TO DO
Present every line of the items below as a Markdown table with two columns, Row and Line, and skip any blank lines. Leave the pictures out.

** Begin **

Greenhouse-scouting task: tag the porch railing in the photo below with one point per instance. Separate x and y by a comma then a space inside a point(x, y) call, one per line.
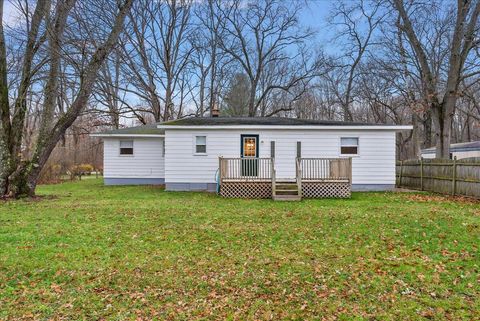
point(246, 169)
point(323, 169)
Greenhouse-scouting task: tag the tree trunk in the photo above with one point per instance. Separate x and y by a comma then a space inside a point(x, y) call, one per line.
point(443, 130)
point(251, 99)
point(23, 180)
point(416, 134)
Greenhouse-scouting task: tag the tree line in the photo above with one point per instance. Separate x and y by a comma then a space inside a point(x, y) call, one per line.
point(113, 63)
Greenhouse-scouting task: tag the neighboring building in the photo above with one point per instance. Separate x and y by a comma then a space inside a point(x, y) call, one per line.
point(185, 154)
point(459, 150)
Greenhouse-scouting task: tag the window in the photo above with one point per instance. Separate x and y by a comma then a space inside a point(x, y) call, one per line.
point(126, 147)
point(200, 144)
point(349, 145)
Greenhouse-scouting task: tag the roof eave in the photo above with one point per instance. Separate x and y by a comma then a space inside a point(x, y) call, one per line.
point(126, 135)
point(280, 127)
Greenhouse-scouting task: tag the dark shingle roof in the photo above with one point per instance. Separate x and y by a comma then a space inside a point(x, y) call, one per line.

** End **

RIGHT ANSWER
| Row | Line |
|---|---|
| 1 | Greenhouse-scouting task: tag the porch railing in the photo below with one point per instance. Separate x and y by a comma then a space inside a point(x, y) call, one per line. |
| 2 | point(246, 169) |
| 3 | point(323, 169) |
| 4 | Greenhouse-scouting task: tag the tree trunk in the photo above with one point per instance. Separate x and y by a comma then a space inside a point(x, y) call, one per line. |
| 5 | point(443, 130) |
| 6 | point(251, 99) |
| 7 | point(23, 180) |
| 8 | point(416, 134) |
| 9 | Greenhouse-scouting task: tag the tree line in the photo above with one point per instance. Separate x and y by a comma then a space inside a point(x, y) call, one per line. |
| 10 | point(113, 63) |
| 11 | Greenhouse-scouting task: tag the neighboring building in the photo above with one point per instance. Separate x and y by a comma then a space inside a point(x, y) call, one per line. |
| 12 | point(185, 154) |
| 13 | point(459, 150) |
| 14 | Greenhouse-scouting task: tag the window in the photo above with one point per instance. Separate x and y by a comma then a space inside a point(x, y) call, one per line. |
| 15 | point(126, 147) |
| 16 | point(200, 144) |
| 17 | point(349, 145) |
| 18 | Greenhouse-scouting task: tag the roof eave in the photo above with one point per instance. Separate x and y by a comma then a space inside a point(x, y) call, one per line. |
| 19 | point(126, 135) |
| 20 | point(280, 127) |
| 21 | Greenhouse-scouting task: tag the dark shingle roof in the photo above with one point per instance. Separate x and y by a comma then a space inside a point(x, y) call, one per line. |